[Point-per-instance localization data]

+-------+

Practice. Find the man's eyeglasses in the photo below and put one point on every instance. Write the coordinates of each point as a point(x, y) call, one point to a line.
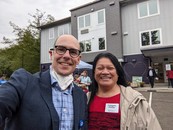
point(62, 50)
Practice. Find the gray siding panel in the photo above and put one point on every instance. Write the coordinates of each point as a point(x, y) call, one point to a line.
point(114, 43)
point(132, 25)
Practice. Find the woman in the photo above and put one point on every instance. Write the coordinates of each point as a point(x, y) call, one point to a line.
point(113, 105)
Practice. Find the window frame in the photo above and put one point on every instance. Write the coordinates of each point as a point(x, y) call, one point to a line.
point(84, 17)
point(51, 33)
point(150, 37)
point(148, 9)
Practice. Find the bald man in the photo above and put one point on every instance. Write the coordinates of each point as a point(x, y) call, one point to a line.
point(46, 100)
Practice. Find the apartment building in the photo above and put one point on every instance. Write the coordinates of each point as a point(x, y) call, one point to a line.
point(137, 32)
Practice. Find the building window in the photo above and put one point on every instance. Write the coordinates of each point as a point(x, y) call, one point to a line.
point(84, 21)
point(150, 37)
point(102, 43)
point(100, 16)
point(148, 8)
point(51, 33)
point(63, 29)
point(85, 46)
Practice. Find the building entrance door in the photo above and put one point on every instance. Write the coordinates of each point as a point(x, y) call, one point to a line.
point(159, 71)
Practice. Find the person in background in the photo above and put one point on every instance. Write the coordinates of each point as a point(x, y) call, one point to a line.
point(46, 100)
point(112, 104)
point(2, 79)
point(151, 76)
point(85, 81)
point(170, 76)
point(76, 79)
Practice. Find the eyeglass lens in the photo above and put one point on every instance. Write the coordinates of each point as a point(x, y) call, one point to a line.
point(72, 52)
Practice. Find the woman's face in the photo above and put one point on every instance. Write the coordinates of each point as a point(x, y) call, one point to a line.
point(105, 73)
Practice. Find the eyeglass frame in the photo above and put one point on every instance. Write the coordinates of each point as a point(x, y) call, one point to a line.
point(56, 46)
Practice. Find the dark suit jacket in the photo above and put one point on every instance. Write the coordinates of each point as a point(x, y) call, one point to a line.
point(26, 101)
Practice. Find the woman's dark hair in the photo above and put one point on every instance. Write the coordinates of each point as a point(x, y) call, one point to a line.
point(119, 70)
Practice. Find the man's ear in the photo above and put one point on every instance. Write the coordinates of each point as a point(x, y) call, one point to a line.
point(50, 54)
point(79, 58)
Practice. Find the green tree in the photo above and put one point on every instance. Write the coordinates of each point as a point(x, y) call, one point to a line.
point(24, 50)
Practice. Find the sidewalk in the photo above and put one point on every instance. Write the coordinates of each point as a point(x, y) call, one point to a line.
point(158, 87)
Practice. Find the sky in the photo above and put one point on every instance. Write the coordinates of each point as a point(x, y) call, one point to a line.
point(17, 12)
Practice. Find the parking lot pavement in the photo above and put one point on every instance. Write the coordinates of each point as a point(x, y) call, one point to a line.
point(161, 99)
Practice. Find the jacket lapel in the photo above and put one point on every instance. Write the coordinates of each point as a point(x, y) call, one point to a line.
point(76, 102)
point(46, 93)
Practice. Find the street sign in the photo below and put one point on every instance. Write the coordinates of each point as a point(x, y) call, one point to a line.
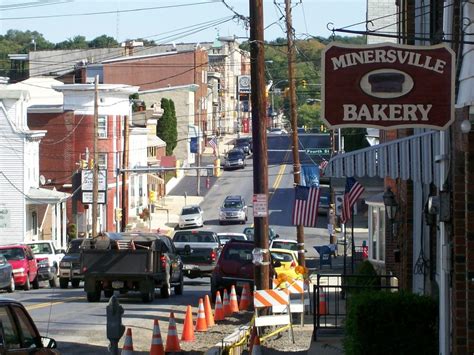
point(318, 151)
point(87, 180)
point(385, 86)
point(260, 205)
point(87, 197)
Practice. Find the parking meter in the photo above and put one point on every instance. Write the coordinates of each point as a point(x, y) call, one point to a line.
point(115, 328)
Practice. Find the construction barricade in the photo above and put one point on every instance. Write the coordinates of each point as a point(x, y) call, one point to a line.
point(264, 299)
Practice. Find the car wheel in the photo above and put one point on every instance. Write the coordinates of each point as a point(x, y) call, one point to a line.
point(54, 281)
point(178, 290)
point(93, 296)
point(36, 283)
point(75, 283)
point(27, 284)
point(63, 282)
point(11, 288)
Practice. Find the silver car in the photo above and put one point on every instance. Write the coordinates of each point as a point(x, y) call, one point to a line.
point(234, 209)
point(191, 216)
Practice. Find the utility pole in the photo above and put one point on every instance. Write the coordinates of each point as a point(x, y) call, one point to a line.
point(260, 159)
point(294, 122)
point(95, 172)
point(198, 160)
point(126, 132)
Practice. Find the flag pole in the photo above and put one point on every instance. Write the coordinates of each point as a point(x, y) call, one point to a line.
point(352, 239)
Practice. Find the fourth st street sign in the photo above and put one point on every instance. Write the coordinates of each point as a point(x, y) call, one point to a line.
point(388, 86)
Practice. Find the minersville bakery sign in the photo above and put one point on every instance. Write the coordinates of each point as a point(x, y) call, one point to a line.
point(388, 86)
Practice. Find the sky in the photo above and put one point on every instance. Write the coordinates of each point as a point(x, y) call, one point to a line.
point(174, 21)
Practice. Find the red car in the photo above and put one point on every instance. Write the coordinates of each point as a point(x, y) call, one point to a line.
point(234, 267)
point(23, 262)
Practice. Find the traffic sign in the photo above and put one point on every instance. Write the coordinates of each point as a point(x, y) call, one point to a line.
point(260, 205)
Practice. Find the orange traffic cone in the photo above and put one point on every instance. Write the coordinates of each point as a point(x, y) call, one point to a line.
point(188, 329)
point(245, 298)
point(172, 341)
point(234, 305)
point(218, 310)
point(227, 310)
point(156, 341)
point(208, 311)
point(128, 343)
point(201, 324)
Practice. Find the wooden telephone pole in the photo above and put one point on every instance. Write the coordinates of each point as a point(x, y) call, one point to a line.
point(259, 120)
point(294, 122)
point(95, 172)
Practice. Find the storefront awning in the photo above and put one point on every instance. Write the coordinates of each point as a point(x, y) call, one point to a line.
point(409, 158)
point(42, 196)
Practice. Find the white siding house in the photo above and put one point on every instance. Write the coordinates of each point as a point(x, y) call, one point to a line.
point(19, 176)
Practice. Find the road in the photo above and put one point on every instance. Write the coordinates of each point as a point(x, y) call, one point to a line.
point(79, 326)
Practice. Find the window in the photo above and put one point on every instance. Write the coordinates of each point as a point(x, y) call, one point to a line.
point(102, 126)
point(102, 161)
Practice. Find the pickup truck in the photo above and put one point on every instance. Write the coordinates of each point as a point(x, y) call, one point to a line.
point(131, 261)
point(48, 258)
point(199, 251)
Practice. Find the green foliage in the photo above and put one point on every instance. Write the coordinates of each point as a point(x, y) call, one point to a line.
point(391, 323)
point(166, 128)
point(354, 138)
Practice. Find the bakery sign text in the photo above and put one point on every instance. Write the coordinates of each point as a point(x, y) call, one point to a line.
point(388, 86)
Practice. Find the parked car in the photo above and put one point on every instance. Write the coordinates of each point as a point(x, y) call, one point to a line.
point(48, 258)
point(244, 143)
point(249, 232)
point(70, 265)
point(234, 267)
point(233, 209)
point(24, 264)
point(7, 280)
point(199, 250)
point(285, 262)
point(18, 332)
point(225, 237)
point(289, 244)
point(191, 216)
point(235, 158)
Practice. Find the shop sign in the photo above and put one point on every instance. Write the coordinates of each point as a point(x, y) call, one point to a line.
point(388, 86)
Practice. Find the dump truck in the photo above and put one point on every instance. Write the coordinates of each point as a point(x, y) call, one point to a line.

+-------+

• **Task brief**
Please write out every record above exactly, but leave the pictures out.

• **Solution below**
Practice. Find the man's eyeglasses in the photo below and put one point on every instance. Write the coordinates of each point as a point(x, y) call, one point to a line.
point(62, 50)
Practice. Find the gray siding panel in the photo above and put one point on every instance. Write the coordinates of each point as a point(x, y) call, one point to a line.
point(114, 43)
point(132, 25)
Practice. Find the woman in the photo above and put one point on every instance. Write the coordinates of each point as a point(x, y) call, one point to a line.
point(113, 105)
Practice. Find the window frame in the photo above and put one point on every instance. Write the coordinates of each point as a point(x, y) call, one point to a line.
point(84, 17)
point(51, 33)
point(150, 37)
point(148, 9)
Practice. Find the bald man in the photo above and put one point on every instance. Write the coordinates of each point as a point(x, y) call, one point to a line.
point(46, 100)
Practice. Find the apartment building in the photo above and put one point on every instance. Write the coordinates of each point as a point(x, y) call, one point to a line.
point(137, 32)
Practice. Find the building window in the photo above and put one point on every instance. Write the coordinates of each point as a point(x, y) call, one point to a line.
point(84, 21)
point(150, 37)
point(102, 43)
point(100, 16)
point(148, 8)
point(51, 33)
point(63, 29)
point(85, 46)
Practice. Find the building entrance door in the photo above and put one point on every instance. Write the coordinates of each point as a point(x, y) call, one point to a line.
point(159, 71)
Practice. Find the person in background in the photo above and put one point on every instance. Write the coordinates of each point as a point(x, y) call, one point to a line.
point(46, 100)
point(112, 104)
point(2, 79)
point(151, 76)
point(85, 81)
point(170, 76)
point(76, 79)
Practice. Find the eyeglass lens in the photo above and put one point on every instance. Write the coordinates of each point as a point(x, y) call, one point to a line.
point(72, 52)
Practice. Find the woman's face in the photo above and put one point on every instance. Write the coordinates of each point as a point(x, y) call, one point to a line.
point(105, 73)
Practice. Find the eyeglass frame in the photo above and put one point on every instance. Write the coordinates of each point as a point(x, y) call, one point to a line.
point(56, 46)
Practice. Find the dark suit jacket in the photo above and put one point on every instance. Write the coordinates of each point as a point(x, y) call, one point to a line.
point(26, 101)
Practice. Find the woman's dark hair in the photo above and put one point on every instance. Write the coordinates of each point as a point(x, y) call, one point to a line.
point(119, 70)
Practice. Find the man's ear in the photo above and put one point on every instance. Write the coordinates of each point as a point(x, y) call, one point to a line.
point(50, 54)
point(79, 58)
Practice. Find the green tree in the photo above and put one point on every instance. Write the coordinates of each point as a point(x, y) call, one point to a line.
point(24, 50)
Practice. Find the sidewalk in the photo above and put one point on every instance. Write the coordinates of each point as a point(x, y) call, one point to a line.
point(158, 87)
Practice. Find the sky in the photo above and put one point on every instance. Write the coordinates of each point as a point(x, y) call, one point to a line.
point(17, 12)
Practice. Find the parking lot pavement in the photo above and put one point on every instance. Write the coordinates of each point as a point(x, y) call, one point to a line.
point(161, 99)
Practice. Find the jacket lapel in the photo above and put one point on every instance. Write the coordinates of each point as a point(x, y) call, one point to a line.
point(76, 102)
point(46, 93)
Practice. Find the street sign in the photo below and put one point on every instance. Write the coordinates of each point as a point(x, y) call, one point to a line.
point(318, 151)
point(87, 180)
point(385, 86)
point(260, 205)
point(87, 197)
Practice. Find the parking meter in the photo above and put one point on every instance. Write the coordinates of each point as a point(x, y) call, one point to a line.
point(115, 328)
Practice. Find the construction barricade in the photo above and put one point on every instance. Write the coordinates of each point as a point(x, y) call, one point to a line.
point(264, 299)
Practice. Find the car wheel in the photo above and put one point on every instance. Write the coordinates of each point as a point(x, y) call, one point to a line.
point(54, 281)
point(178, 290)
point(93, 296)
point(36, 283)
point(75, 283)
point(27, 284)
point(63, 282)
point(11, 288)
Practice. Find the silver car in the photo above and put one point on every instance. Write the coordinates of each point as a point(x, y) call, one point to a line.
point(234, 209)
point(191, 216)
Practice. Find the utility pole in the photo above and put one point on every instance. Write the coordinates of each point as a point(x, y) call, one point to a line.
point(260, 159)
point(294, 122)
point(95, 172)
point(198, 160)
point(126, 132)
Practice. Find the flag pole in the photo above and put one point on every instance. Write the coordinates of each point as a point(x, y) call, one point to a line.
point(352, 239)
Practice. Find the fourth st street sign in the photo above and put one point on every instance. Write the coordinates of each point as a point(x, y) call, one point to a line.
point(388, 86)
Practice. Find the minersville bakery sign in the photo above and put one point on every instance. Write the coordinates of each point as a point(x, y) call, one point to a line.
point(388, 86)
Practice. Find the sky in the photo above and put one point on every instance. Write the coordinates of each point as a point(x, y) call, one point to a line.
point(174, 21)
Practice. Find the red car in the photo above and put one point on every instance. Write the coordinates of each point as a point(x, y) call, one point to a line.
point(234, 267)
point(23, 262)
Practice. Find the traffic sign in the photo above and put one point on every instance. Write the coordinates of each point as a point(x, y) call, one point to a line.
point(260, 205)
Practice. Find the orange traffic cone in the photo above and put one point on every instance. Write the coordinates of each point as a point(x, y) call, one point to a line.
point(188, 329)
point(245, 298)
point(172, 341)
point(234, 305)
point(218, 310)
point(227, 310)
point(156, 341)
point(208, 311)
point(128, 343)
point(201, 324)
Practice. Find the wooden telephone pole in the photo above and put one point on every instance. Write the coordinates of each point as a point(x, y) call, one point to a line.
point(259, 120)
point(294, 122)
point(95, 172)
Practice. Find the storefront awning in the photo above and put one point on every instance. Write the coordinates of each point as a point(x, y) call, one point to a line.
point(409, 158)
point(42, 196)
Practice. Find the white siding house in the photo above and put one point on every instance. Write the coordinates of each point as a point(x, y) call, one point to a line.
point(19, 176)
Practice. Find the road in the photo above and put one point on every instance. Write the coordinates of each point as a point(x, y) call, one point to a line.
point(79, 326)
Practice. Find the window in the photo above and put one point on every instance. Write the coordinates of each point as a point(x, y) call, one point to a line.
point(102, 126)
point(102, 161)
Practice. Find the pickup truck in the photo above and put one point on every instance. Write the coordinates of each point as a point(x, y) call, one point to a line.
point(131, 261)
point(48, 258)
point(199, 251)
Practice. Find the green foliage in the photo above and put one point on every instance. Write the coordinates of each point as a point(x, y) call, one point to a line.
point(391, 323)
point(166, 128)
point(354, 138)
Practice. Find the bakery sign text in the photo above and put one point on every instance. Write the coordinates of each point as a point(x, y) call, one point to a line.
point(388, 86)
Practice. Find the parked car in the photo above and put one point on every instance. Write the coordinates of each point as a point(x, y) call, one point to a line.
point(48, 258)
point(244, 143)
point(249, 232)
point(70, 265)
point(234, 267)
point(233, 209)
point(24, 264)
point(7, 280)
point(199, 250)
point(285, 262)
point(18, 332)
point(225, 237)
point(289, 244)
point(191, 216)
point(235, 158)
Practice. Find the shop sign in the photo above and put one point on every instance. Write the coordinates of each point as a point(x, y) call, one point to a line.
point(388, 86)
Practice. Find the dump truck in the photo above and put one point on every instance. Write the coordinates of each point as a point(x, y) call, one point to a line.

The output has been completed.